■ Written request
What is needed here is an exact copy of every entry.

[Pointing and labeling entries]
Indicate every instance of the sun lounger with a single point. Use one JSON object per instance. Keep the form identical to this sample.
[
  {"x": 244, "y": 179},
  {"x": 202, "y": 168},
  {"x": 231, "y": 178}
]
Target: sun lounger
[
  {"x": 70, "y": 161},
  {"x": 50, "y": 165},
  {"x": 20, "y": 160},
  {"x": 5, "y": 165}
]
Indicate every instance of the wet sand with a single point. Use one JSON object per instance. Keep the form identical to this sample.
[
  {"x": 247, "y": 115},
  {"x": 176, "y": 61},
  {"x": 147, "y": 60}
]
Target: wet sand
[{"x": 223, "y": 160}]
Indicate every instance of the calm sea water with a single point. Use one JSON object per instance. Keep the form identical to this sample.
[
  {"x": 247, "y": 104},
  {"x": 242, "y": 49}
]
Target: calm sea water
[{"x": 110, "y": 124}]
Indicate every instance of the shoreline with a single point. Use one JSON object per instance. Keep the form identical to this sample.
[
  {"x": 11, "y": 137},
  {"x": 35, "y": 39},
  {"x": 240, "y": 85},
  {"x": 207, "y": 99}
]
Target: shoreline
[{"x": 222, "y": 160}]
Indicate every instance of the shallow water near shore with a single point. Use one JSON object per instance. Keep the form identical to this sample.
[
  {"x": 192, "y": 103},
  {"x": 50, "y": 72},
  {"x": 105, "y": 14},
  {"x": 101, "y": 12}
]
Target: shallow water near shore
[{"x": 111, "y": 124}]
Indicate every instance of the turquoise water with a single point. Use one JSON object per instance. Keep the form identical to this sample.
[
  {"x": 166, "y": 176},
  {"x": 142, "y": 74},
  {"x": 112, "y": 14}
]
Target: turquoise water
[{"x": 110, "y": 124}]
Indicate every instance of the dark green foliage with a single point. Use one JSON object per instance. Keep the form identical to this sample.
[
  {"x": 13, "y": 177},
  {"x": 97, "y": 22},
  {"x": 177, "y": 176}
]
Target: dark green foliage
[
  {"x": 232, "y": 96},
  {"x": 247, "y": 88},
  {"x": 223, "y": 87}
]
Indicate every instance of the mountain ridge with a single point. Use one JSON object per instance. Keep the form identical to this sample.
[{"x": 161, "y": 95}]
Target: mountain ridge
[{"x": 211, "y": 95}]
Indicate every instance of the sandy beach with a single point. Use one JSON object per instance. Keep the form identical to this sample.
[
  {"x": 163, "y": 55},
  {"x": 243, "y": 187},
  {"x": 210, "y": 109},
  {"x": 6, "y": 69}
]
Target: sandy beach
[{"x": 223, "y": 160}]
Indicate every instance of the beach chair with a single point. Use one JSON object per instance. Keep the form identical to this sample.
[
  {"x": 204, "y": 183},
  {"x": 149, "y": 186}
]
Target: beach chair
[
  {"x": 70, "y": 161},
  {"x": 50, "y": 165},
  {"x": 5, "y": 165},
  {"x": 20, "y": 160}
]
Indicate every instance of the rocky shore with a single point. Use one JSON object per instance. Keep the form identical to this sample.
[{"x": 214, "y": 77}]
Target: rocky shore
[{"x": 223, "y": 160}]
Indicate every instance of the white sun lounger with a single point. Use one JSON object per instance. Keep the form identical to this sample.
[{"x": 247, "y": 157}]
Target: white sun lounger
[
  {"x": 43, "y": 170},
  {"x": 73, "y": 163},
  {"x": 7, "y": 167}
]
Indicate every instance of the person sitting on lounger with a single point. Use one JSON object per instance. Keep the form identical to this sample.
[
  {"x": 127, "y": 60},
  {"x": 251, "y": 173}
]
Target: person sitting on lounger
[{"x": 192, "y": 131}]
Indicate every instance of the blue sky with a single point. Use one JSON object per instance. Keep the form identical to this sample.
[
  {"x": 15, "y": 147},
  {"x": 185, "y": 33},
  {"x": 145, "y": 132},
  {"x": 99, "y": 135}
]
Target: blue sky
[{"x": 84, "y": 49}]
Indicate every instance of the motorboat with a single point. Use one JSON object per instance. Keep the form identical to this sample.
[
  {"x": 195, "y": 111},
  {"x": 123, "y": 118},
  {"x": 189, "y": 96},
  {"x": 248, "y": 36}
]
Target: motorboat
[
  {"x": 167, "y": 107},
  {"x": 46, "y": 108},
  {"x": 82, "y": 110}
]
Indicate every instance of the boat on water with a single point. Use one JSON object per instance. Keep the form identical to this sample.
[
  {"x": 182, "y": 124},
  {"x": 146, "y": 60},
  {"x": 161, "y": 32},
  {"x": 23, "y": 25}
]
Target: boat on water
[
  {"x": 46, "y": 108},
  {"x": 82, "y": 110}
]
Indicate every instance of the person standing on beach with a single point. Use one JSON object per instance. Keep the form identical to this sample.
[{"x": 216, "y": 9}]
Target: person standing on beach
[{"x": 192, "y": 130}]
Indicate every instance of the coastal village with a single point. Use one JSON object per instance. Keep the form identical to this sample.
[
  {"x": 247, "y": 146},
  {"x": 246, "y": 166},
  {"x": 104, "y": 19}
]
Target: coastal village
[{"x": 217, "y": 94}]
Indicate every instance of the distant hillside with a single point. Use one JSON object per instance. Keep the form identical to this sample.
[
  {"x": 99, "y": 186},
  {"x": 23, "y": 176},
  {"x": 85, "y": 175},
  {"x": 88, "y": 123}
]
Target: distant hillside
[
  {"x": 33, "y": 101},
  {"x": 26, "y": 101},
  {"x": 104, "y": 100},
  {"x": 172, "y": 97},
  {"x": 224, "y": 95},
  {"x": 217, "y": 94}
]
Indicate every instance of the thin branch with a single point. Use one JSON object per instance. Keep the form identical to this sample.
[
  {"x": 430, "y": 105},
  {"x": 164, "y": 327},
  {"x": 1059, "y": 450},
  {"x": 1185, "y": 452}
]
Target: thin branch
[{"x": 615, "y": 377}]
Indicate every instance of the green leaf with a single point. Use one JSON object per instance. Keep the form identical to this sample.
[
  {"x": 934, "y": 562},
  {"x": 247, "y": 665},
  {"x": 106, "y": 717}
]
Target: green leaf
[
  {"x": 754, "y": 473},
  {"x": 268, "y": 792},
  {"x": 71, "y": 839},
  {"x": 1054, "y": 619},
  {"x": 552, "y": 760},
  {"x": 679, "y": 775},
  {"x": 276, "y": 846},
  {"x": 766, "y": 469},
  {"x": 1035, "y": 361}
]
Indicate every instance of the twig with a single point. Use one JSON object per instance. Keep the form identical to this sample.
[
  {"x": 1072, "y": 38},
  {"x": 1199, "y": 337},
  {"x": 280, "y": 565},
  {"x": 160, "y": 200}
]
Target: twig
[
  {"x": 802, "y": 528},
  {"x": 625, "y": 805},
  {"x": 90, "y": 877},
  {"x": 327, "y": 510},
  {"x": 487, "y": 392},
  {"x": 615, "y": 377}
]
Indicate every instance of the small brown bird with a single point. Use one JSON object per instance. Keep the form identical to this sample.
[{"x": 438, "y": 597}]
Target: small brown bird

■ Solution to this exercise
Indicate every instance of the sun lounger with a single point. Use one JSON object per instance. Keep the form identical to this sample.
[
  {"x": 244, "y": 179},
  {"x": 202, "y": 168},
  {"x": 231, "y": 178}
]
Target: sun lounger
[
  {"x": 70, "y": 161},
  {"x": 50, "y": 165},
  {"x": 20, "y": 160},
  {"x": 5, "y": 165}
]
Indicate every instance of the wet sand with a single point. Use one JSON object per instance. Keep the form identical to this sample.
[
  {"x": 247, "y": 115},
  {"x": 176, "y": 61},
  {"x": 147, "y": 60}
]
Target: wet sand
[{"x": 223, "y": 160}]
Indicate every instance of the calm sea water with a single point. Use one JSON object per instance. Keep the form identical to this sample.
[
  {"x": 247, "y": 104},
  {"x": 242, "y": 49}
]
Target: calm sea water
[{"x": 110, "y": 124}]
Indicate every instance of the shoreline with a single point. Use one JSON object per instance. Keep the form identical to this sample.
[
  {"x": 11, "y": 137},
  {"x": 35, "y": 39},
  {"x": 240, "y": 85},
  {"x": 207, "y": 99}
]
Target: shoreline
[{"x": 222, "y": 160}]
Indicate every instance of the shallow water near shore with a single point. Use one JSON object per instance. Keep the form identical to this sample.
[
  {"x": 192, "y": 103},
  {"x": 50, "y": 72},
  {"x": 105, "y": 14},
  {"x": 101, "y": 12}
]
Target: shallow water near shore
[{"x": 111, "y": 124}]
Indicate every instance of the turquoise water with a single point. Use one JSON object per instance. Keep the form identical to this sample.
[
  {"x": 166, "y": 176},
  {"x": 142, "y": 74},
  {"x": 112, "y": 14}
]
Target: turquoise water
[{"x": 110, "y": 124}]
Indicate every instance of the dark green foliage with a single point. Use one JSON object per instance. Keep the form identical to this sample.
[
  {"x": 13, "y": 177},
  {"x": 97, "y": 22},
  {"x": 177, "y": 176}
]
Target: dark green foliage
[
  {"x": 232, "y": 96},
  {"x": 247, "y": 88},
  {"x": 223, "y": 87}
]
Indicate every instance of the mountain ridge with a single point. Use one JSON object per instance. Keep the form identical to this sample.
[{"x": 161, "y": 95}]
Target: mountain ridge
[{"x": 211, "y": 95}]
Indicate every instance of the sandy beach with a single point. Use one JSON object per instance. Keep the form identical to this sample.
[
  {"x": 163, "y": 55},
  {"x": 243, "y": 187},
  {"x": 210, "y": 109},
  {"x": 6, "y": 69}
]
Target: sandy beach
[{"x": 223, "y": 160}]
Indicate every instance of the beach chair with a single point. Use one JSON object per instance. Keep the form identical to this sample.
[
  {"x": 204, "y": 183},
  {"x": 149, "y": 186}
]
Target: beach chair
[
  {"x": 70, "y": 161},
  {"x": 50, "y": 165},
  {"x": 5, "y": 165},
  {"x": 20, "y": 160}
]
Indicate every instance of the rocky shore with a single point. Use one JSON object per instance. Keep the form identical to this sample.
[{"x": 214, "y": 77}]
Target: rocky shore
[{"x": 223, "y": 160}]
Indicate every instance of the white sun lounger with a single point. Use one JSON object per instance. Keep the form identical to this sample.
[{"x": 247, "y": 157}]
Target: white sun lounger
[
  {"x": 43, "y": 170},
  {"x": 73, "y": 163},
  {"x": 7, "y": 167}
]
Indicate every instance of the person sitting on lounger with a single point. Use one JSON object per instance. Keep the form identical to this sample.
[
  {"x": 127, "y": 60},
  {"x": 251, "y": 173}
]
Target: person sitting on lounger
[{"x": 192, "y": 131}]
Indicate every instance of the blue sky with a single point. Use one JSON object per instance. Keep the form identical to this sample.
[
  {"x": 15, "y": 147},
  {"x": 185, "y": 33},
  {"x": 145, "y": 132},
  {"x": 99, "y": 135}
]
Target: blue sky
[{"x": 84, "y": 49}]
Indicate every instance of the motorboat with a single point. Use one JSON object per instance. Keep the form identical to this sample.
[
  {"x": 195, "y": 111},
  {"x": 123, "y": 118},
  {"x": 189, "y": 96},
  {"x": 248, "y": 36}
]
Target: motorboat
[
  {"x": 167, "y": 107},
  {"x": 46, "y": 108},
  {"x": 82, "y": 110}
]
Indicate every instance of the boat on water with a single point. Use one JSON object per instance. Keep the form identical to this sample.
[
  {"x": 182, "y": 124},
  {"x": 146, "y": 60},
  {"x": 161, "y": 32},
  {"x": 23, "y": 25}
]
Target: boat on water
[
  {"x": 46, "y": 108},
  {"x": 82, "y": 110}
]
Indicate every instance of the person standing on beach with a single point. Use one JSON object per instance. Keep the form identical to this sample.
[{"x": 216, "y": 9}]
Target: person standing on beach
[{"x": 192, "y": 130}]
Indicate every instance of the coastal village with a single point. Use one JSON object per instance. Keep the form identical to this sample.
[
  {"x": 247, "y": 146},
  {"x": 246, "y": 166},
  {"x": 104, "y": 19}
]
Target: coastal village
[{"x": 217, "y": 94}]
Indicate every instance of the distant hillside with a single point. Use one JSON object per instance. Keep the form identical to this sample.
[
  {"x": 99, "y": 186},
  {"x": 23, "y": 176},
  {"x": 85, "y": 175},
  {"x": 88, "y": 123}
]
Target: distant hillside
[
  {"x": 33, "y": 101},
  {"x": 26, "y": 101},
  {"x": 104, "y": 100},
  {"x": 172, "y": 97},
  {"x": 224, "y": 95},
  {"x": 217, "y": 94}
]
Indicate every instance of the thin branch with a single point. Use one JSON object per instance. Keep the form identical to this sample.
[
  {"x": 430, "y": 105},
  {"x": 164, "y": 327},
  {"x": 1059, "y": 450},
  {"x": 1185, "y": 452}
]
Target: thin branch
[{"x": 615, "y": 377}]
Indicate every instance of the green leaf with a single point. Use one JSON object per instance. Keep the form identical to this sample.
[
  {"x": 934, "y": 562},
  {"x": 247, "y": 665},
  {"x": 106, "y": 717}
]
Target: green leaf
[
  {"x": 754, "y": 473},
  {"x": 268, "y": 792},
  {"x": 71, "y": 839},
  {"x": 1054, "y": 619},
  {"x": 552, "y": 760},
  {"x": 679, "y": 775},
  {"x": 276, "y": 846},
  {"x": 766, "y": 469},
  {"x": 1035, "y": 361}
]
Indicate every instance of the twig with a single point. Use one JSON object per instance. Keep the form identical to this sample.
[
  {"x": 1072, "y": 38},
  {"x": 1199, "y": 337},
  {"x": 280, "y": 565},
  {"x": 160, "y": 200}
]
Target: twig
[
  {"x": 802, "y": 528},
  {"x": 625, "y": 805},
  {"x": 90, "y": 877},
  {"x": 327, "y": 510},
  {"x": 487, "y": 392},
  {"x": 615, "y": 377}
]
Indicate every instance of the small brown bird with a single point. Use one JSON object per instance. Keep the form identical to this sample.
[{"x": 438, "y": 597}]
Target: small brown bird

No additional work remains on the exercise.